What to do. Format the material between the lines holding "Pick out each instance of the roadway" and "<point>367,125</point>", inclusive, as a two-column CSV headed query_text and answer. Give one row per entry, with each field in double quotes and line breaks turned into spaces, and leave out the pictures.

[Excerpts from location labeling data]
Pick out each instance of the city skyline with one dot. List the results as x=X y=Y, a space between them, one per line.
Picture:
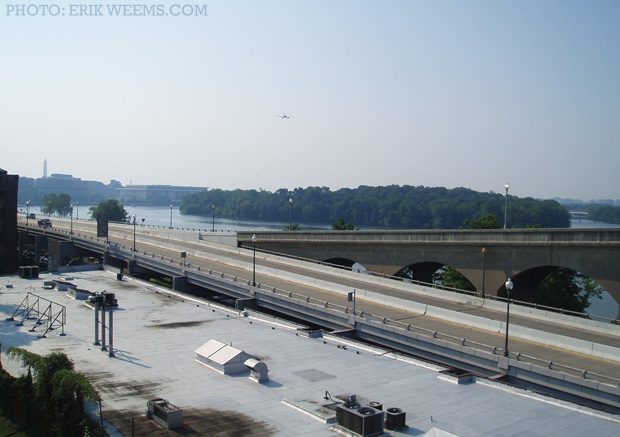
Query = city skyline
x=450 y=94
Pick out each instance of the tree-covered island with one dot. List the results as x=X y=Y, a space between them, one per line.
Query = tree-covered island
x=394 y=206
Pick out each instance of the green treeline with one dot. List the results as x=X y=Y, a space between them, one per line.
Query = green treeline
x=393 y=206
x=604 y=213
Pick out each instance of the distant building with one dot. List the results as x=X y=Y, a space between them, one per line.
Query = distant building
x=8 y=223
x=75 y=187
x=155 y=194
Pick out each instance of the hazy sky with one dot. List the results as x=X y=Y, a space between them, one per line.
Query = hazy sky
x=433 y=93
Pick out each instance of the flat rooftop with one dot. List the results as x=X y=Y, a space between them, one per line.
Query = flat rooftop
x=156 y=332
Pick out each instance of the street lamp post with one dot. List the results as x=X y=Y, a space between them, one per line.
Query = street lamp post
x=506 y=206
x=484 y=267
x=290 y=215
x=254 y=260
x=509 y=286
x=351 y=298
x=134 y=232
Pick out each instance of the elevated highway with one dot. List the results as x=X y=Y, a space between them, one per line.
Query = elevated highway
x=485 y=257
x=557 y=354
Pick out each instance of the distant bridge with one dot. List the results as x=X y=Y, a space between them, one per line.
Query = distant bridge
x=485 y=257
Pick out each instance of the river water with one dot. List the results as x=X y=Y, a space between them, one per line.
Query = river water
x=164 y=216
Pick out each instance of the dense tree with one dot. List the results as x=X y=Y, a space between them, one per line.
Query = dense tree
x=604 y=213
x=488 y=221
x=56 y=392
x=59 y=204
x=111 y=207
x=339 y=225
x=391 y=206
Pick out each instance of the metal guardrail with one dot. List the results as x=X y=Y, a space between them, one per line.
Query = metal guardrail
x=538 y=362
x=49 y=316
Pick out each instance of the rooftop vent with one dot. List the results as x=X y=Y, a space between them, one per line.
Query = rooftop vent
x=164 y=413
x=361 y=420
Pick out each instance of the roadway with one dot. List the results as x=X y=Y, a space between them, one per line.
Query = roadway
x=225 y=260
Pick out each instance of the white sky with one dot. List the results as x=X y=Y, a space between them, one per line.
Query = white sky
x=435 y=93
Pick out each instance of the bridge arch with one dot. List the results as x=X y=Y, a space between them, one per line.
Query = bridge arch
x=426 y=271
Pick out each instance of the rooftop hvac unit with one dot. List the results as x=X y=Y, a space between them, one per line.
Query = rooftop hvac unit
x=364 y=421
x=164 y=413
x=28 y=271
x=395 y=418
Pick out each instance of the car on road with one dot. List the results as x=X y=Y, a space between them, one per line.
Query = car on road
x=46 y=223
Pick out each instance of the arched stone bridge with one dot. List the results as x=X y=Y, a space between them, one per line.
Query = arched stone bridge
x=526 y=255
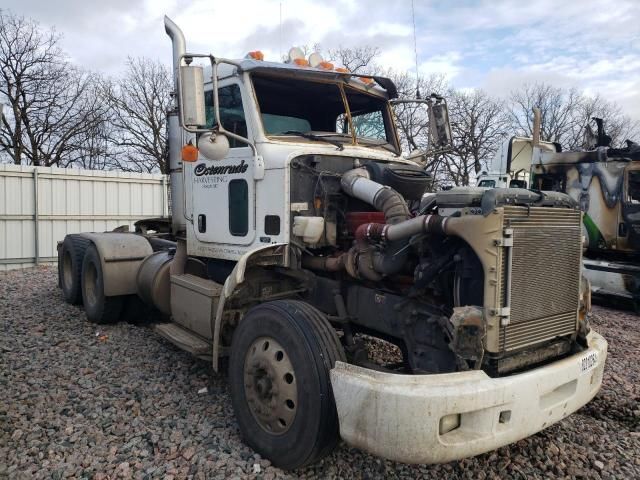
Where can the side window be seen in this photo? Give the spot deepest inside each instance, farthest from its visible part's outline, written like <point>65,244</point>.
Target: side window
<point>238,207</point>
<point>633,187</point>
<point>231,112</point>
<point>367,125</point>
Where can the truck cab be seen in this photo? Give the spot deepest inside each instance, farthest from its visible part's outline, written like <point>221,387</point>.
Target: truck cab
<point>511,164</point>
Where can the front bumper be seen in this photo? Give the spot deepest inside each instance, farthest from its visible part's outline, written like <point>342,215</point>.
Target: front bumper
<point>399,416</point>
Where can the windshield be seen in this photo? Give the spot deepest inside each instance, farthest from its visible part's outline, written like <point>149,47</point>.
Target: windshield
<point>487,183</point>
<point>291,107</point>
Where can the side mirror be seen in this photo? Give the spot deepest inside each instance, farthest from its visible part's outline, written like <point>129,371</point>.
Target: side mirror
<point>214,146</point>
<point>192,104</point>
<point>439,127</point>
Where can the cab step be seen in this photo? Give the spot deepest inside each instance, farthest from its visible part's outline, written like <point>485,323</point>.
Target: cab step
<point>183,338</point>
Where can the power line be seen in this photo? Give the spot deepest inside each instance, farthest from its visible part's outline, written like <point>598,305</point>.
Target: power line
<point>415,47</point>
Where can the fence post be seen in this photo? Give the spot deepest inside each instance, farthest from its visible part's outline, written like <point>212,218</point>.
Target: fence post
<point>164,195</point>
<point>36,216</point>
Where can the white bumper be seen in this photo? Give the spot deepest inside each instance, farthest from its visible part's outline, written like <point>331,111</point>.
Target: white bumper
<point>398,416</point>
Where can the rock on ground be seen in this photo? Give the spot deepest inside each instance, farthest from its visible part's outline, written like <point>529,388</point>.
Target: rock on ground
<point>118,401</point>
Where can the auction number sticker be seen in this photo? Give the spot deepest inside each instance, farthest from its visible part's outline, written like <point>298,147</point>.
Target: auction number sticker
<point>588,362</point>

--

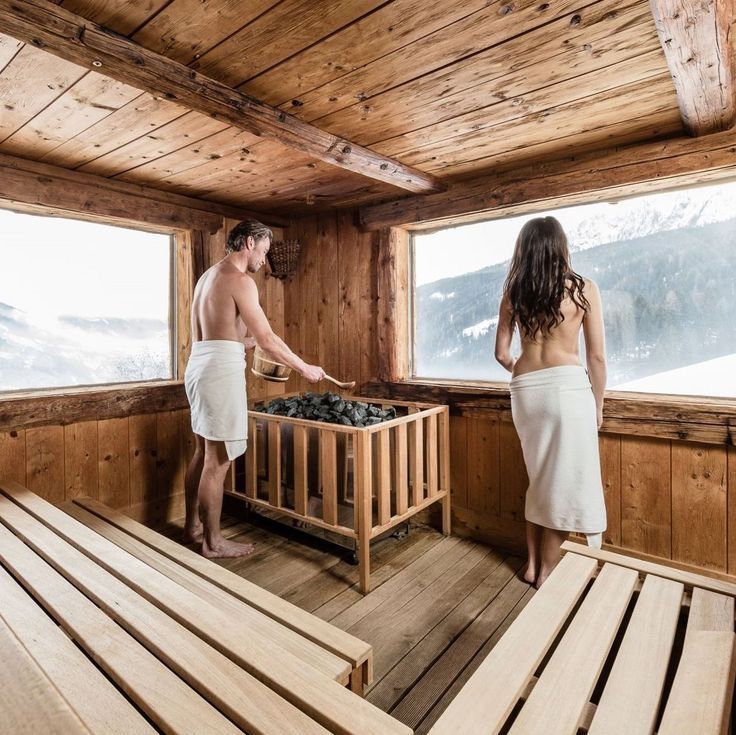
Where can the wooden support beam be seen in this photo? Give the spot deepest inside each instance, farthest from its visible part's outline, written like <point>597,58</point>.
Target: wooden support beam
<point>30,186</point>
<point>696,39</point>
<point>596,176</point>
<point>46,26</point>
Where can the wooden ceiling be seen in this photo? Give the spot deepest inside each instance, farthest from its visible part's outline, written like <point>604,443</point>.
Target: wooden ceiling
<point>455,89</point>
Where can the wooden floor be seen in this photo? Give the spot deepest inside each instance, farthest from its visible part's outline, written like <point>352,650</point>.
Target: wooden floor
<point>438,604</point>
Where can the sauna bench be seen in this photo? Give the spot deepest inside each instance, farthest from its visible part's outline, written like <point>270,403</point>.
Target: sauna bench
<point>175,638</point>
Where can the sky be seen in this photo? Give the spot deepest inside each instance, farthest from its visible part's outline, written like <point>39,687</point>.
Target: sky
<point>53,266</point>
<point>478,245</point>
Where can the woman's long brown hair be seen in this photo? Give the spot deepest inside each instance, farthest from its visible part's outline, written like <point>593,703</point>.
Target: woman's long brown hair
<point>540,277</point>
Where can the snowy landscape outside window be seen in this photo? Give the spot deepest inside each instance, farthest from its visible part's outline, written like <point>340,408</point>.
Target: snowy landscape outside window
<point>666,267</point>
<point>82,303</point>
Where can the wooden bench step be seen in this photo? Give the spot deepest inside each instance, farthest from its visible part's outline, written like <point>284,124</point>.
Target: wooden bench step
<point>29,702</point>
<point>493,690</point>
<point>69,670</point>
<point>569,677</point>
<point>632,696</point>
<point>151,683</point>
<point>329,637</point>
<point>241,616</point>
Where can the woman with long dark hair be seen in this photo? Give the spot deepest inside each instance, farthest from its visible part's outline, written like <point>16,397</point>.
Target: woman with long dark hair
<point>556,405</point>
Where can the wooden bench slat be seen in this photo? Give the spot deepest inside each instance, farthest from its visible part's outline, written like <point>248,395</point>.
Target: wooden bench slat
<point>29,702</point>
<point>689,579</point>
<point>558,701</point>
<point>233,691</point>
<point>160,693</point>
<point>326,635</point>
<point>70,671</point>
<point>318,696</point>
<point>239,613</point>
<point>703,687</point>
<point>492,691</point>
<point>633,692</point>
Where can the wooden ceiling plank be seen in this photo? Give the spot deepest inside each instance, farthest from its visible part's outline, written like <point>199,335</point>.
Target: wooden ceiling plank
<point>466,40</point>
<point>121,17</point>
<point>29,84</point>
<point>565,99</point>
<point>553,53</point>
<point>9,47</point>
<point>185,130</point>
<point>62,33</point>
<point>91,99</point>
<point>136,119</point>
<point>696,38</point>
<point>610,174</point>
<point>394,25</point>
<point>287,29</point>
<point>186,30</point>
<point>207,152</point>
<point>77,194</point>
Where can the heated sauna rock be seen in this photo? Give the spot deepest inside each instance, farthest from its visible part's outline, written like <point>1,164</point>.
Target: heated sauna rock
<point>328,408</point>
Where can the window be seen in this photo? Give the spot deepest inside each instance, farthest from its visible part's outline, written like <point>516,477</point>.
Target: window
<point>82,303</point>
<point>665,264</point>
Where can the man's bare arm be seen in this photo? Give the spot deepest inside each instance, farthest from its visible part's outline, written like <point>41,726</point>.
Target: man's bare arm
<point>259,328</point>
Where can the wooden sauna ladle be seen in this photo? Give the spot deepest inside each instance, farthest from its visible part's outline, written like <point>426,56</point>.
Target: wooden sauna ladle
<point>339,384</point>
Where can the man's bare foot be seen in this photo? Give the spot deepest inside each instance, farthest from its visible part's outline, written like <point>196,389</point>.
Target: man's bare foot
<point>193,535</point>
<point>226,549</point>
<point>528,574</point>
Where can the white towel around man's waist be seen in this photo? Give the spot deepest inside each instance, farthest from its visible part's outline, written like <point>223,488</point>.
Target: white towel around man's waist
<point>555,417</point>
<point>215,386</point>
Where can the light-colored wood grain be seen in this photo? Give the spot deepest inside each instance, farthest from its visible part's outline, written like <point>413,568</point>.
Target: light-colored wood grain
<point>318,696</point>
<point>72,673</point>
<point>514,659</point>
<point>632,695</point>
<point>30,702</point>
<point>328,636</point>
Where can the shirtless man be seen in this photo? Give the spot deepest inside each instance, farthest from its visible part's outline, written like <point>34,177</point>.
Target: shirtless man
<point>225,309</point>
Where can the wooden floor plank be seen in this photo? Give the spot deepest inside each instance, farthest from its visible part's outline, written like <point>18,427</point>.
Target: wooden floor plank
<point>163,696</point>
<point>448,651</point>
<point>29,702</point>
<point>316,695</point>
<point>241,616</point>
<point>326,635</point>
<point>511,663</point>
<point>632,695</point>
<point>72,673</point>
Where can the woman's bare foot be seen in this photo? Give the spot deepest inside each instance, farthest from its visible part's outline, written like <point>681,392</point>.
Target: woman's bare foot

Answer.
query_text,answer
"Pick out each instance of the roadway with one dot. List the results as x=X y=Y, a space between them, one per line. Query = roadway","x=225 y=260"
"Pick out each instance of the white sky with one dot. List the results as x=X y=Y, a space between them, one per line. Query = white sky","x=435 y=93"
"Pick out each instance of the bridge arch with one dot. List the results as x=X y=Y, a space between them, one per line. Query = bridge arch","x=426 y=271"
"Pick out each instance of the rooftop hvac unit with one dot. List the results as x=X y=Y, a space between them, one per line. Query = rooftop hvac unit","x=364 y=421 x=164 y=413 x=28 y=271 x=395 y=418"
"Pick out each instance of the car on road with one dot. List the results as x=X y=Y, a space between them, one per line. Query = car on road","x=46 y=223"
"Pick out each instance of the arched stone bridge with one dot. List the results as x=X y=Y, a space between them, one per line. Query = arched stone bridge","x=526 y=255"
"Where can the side window be seen in this photo? Give the spot deepest inside each instance, farthest from its visible part's outline, written like <point>65,244</point>. Target: side window","<point>238,207</point> <point>633,187</point> <point>231,112</point> <point>367,125</point>"